═══ DATA LISTING ═══
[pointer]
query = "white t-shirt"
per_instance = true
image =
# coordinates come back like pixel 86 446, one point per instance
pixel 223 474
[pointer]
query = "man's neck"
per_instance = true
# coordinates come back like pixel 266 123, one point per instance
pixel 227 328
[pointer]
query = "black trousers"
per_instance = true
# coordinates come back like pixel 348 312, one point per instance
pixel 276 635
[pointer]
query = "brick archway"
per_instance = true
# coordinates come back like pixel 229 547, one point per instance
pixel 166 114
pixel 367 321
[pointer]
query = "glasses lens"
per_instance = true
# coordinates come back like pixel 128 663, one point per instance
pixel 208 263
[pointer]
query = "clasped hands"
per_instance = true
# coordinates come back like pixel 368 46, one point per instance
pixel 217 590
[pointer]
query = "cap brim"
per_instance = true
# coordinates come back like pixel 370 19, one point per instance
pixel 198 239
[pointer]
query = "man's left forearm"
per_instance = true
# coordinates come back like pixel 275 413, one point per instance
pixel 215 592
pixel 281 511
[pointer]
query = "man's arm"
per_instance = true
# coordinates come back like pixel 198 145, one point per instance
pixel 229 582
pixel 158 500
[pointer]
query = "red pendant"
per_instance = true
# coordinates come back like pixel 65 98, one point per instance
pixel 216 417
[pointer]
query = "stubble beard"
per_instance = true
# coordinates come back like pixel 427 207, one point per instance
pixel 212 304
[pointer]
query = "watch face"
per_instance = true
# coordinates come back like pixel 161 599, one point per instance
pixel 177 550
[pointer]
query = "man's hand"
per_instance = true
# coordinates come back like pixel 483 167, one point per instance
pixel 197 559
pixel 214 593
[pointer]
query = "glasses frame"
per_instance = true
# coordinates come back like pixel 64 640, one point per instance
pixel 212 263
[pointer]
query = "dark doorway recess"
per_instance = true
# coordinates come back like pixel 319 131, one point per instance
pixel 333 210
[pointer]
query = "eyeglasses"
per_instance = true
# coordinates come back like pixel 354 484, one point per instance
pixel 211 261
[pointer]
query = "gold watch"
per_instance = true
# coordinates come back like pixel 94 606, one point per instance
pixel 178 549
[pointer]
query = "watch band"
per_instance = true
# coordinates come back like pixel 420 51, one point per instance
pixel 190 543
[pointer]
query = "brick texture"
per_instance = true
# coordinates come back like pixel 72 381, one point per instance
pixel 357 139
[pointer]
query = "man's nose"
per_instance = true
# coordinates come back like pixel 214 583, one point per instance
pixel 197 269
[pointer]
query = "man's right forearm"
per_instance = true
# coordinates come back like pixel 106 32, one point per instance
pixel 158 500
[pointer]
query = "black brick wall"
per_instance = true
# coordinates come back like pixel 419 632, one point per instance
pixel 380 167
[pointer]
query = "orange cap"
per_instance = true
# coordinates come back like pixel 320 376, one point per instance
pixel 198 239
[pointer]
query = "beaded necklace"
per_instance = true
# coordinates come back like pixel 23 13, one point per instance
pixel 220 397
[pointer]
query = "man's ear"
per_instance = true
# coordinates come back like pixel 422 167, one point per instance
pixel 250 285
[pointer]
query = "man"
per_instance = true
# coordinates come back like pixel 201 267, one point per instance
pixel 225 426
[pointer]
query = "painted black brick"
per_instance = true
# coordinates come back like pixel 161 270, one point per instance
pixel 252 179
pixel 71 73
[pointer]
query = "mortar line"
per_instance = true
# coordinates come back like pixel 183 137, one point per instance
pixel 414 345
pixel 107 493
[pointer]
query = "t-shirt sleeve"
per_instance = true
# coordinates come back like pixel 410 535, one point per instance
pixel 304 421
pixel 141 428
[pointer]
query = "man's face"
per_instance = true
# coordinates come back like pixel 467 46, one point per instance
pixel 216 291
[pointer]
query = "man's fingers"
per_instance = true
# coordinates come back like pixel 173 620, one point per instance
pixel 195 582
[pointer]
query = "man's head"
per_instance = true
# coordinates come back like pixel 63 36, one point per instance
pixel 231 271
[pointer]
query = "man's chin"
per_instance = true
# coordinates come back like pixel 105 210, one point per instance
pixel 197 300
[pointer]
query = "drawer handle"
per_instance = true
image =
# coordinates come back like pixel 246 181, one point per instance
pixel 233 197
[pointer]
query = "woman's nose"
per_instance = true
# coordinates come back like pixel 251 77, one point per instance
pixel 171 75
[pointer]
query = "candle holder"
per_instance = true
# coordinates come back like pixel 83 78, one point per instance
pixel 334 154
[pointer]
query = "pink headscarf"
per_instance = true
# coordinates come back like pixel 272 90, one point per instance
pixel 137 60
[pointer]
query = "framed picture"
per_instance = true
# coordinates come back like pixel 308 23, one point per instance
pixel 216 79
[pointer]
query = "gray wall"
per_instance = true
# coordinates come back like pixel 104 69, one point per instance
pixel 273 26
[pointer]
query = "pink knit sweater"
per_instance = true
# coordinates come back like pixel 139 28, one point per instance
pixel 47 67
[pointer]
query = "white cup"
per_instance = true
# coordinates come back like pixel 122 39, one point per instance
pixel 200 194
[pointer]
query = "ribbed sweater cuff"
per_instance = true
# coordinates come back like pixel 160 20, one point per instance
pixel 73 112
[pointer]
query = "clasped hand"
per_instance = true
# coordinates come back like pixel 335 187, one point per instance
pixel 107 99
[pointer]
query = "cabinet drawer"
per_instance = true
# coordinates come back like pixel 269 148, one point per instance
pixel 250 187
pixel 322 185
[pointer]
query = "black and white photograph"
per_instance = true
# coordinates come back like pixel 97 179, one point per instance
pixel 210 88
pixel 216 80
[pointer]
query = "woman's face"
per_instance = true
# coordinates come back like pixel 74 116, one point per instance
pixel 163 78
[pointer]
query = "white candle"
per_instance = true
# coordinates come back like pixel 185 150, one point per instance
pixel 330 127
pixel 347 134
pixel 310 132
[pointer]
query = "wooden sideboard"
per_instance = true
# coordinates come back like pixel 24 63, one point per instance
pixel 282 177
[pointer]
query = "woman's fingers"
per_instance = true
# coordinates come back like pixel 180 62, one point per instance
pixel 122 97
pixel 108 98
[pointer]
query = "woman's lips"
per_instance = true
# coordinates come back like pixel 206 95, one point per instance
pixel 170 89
═══
EXERCISE PROMPT: Count how many lines in the records above contain the string "face", with case counting, and reply with only that number.

FULL ANSWER: 3